Entries for bounding box labeling
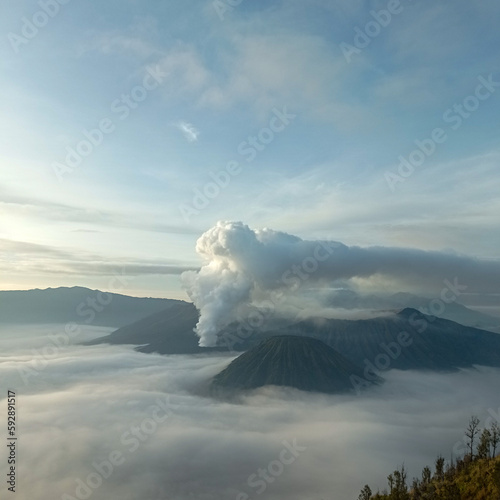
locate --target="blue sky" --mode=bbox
[0,0,500,297]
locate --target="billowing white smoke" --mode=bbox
[183,222,500,347]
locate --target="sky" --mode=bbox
[0,0,500,298]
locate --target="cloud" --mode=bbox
[175,121,200,142]
[0,239,197,276]
[183,222,500,346]
[0,325,499,500]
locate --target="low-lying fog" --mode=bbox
[0,325,500,500]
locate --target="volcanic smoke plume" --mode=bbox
[182,221,500,347]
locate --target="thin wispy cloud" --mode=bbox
[175,122,200,142]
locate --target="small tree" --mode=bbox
[477,429,491,458]
[387,474,394,495]
[392,464,410,500]
[358,484,372,500]
[422,465,432,484]
[465,415,479,460]
[434,455,444,481]
[491,422,500,458]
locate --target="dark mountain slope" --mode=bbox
[211,335,376,395]
[87,301,217,354]
[88,302,500,370]
[0,286,178,328]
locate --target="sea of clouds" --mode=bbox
[0,325,500,500]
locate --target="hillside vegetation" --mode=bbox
[358,417,500,500]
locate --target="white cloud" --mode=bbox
[175,121,200,142]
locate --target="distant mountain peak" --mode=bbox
[211,335,381,395]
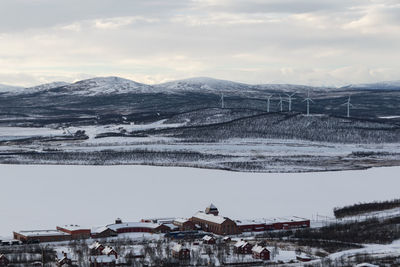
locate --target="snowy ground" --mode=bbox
[0,165,400,239]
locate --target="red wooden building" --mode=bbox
[172,244,190,260]
[0,254,10,266]
[233,240,253,254]
[251,245,270,260]
[57,224,91,239]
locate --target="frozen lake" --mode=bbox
[0,165,400,236]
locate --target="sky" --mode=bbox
[0,0,400,86]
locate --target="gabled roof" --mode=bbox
[101,246,116,255]
[203,235,214,241]
[251,245,269,253]
[193,211,227,224]
[89,241,102,249]
[89,255,117,263]
[172,244,187,252]
[234,240,249,248]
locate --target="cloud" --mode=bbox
[0,0,400,85]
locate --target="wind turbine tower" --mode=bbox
[303,91,314,116]
[286,93,296,112]
[278,95,283,112]
[343,96,354,118]
[267,95,273,113]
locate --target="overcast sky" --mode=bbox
[0,0,400,86]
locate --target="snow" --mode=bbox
[107,222,160,231]
[193,211,226,224]
[0,165,400,238]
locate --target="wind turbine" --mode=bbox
[302,91,314,116]
[285,92,296,112]
[342,96,354,118]
[267,95,273,113]
[278,95,283,112]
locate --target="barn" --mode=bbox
[233,240,253,254]
[0,254,10,266]
[172,244,190,260]
[172,218,196,231]
[13,230,72,243]
[107,222,169,234]
[251,245,270,260]
[57,224,91,240]
[190,204,240,235]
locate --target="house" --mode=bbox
[101,246,118,259]
[203,235,215,245]
[106,222,170,234]
[56,251,72,266]
[0,254,10,266]
[266,216,310,230]
[89,255,117,267]
[13,230,72,243]
[205,203,219,216]
[251,245,270,260]
[172,218,196,231]
[190,204,240,235]
[233,240,253,254]
[90,226,118,238]
[296,253,312,262]
[57,224,91,240]
[222,236,232,243]
[89,241,104,256]
[171,244,190,260]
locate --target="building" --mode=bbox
[233,240,253,254]
[235,220,273,233]
[89,241,104,256]
[203,235,215,245]
[89,255,117,267]
[106,222,170,234]
[205,203,219,216]
[251,245,270,261]
[57,224,91,240]
[90,226,118,238]
[0,254,10,266]
[101,246,118,259]
[13,230,71,243]
[56,251,72,266]
[172,218,196,231]
[171,244,190,260]
[190,204,240,235]
[266,216,310,230]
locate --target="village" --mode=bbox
[0,204,315,267]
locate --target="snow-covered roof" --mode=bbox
[101,246,115,255]
[17,230,70,237]
[207,203,217,210]
[59,224,90,231]
[174,218,189,223]
[235,219,265,225]
[251,245,268,253]
[89,241,101,249]
[90,255,116,263]
[234,240,248,248]
[172,244,186,252]
[203,235,214,241]
[193,211,226,224]
[90,226,108,234]
[107,222,160,231]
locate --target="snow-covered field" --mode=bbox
[0,165,400,239]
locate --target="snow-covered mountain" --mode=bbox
[0,84,24,93]
[342,80,400,90]
[44,77,153,96]
[24,82,70,92]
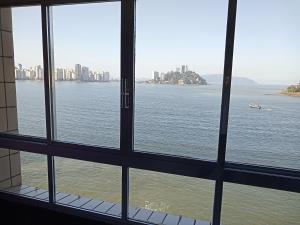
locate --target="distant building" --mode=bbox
[103,72,109,82]
[177,79,184,85]
[152,71,160,82]
[80,66,90,81]
[56,68,65,81]
[181,65,187,73]
[35,65,44,80]
[160,73,165,81]
[75,64,81,80]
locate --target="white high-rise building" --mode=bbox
[35,65,44,80]
[81,66,90,81]
[152,71,159,82]
[75,64,82,80]
[56,68,65,81]
[103,72,109,82]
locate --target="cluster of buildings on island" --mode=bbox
[152,65,189,83]
[15,64,111,82]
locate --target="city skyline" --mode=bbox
[13,0,300,84]
[15,63,111,82]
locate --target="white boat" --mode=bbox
[249,103,261,109]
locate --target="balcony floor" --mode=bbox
[3,185,210,225]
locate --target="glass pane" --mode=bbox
[21,152,48,190]
[135,0,228,160]
[0,7,46,137]
[226,0,300,170]
[55,157,122,216]
[221,183,300,225]
[53,2,121,148]
[0,148,49,201]
[129,169,214,224]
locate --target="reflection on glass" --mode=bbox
[226,1,300,169]
[135,0,227,159]
[53,2,120,148]
[20,152,48,190]
[221,183,300,225]
[55,157,121,203]
[129,169,214,221]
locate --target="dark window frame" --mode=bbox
[0,0,300,225]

* [GOAL OF THE EXERCISE]: Render the records as a numbered list, from their start through the line containing "[0,286,178,328]", with blank lines left out. Leave the pictures out of the answer.

* [TASK RESPONSE]:
1. locate --target="blue sky" --mode=bbox
2. [0,0,500,297]
3. locate --target="billowing white smoke" --mode=bbox
4. [183,222,500,347]
5. locate --target="sky" --mode=bbox
6. [0,0,500,298]
7. locate --target="cloud" --mode=bbox
8. [175,121,200,142]
9. [0,239,197,276]
10. [183,222,500,346]
11. [0,325,499,500]
12. locate --target="low-lying fog" --mode=bbox
13. [0,325,500,500]
14. locate --target="volcanic smoke plume" --mode=bbox
15. [182,221,500,347]
16. locate --target="thin wispy cloud" --mode=bbox
17. [175,122,200,142]
18. locate --target="small tree" --mode=bbox
19. [477,429,491,458]
20. [387,474,394,495]
21. [392,464,410,500]
22. [358,484,372,500]
23. [422,465,432,484]
24. [465,415,479,460]
25. [434,455,444,481]
26. [491,422,500,458]
27. locate --target="dark mountain slope" --mode=bbox
28. [211,335,376,395]
29. [87,301,217,354]
30. [88,302,500,370]
31. [0,286,178,328]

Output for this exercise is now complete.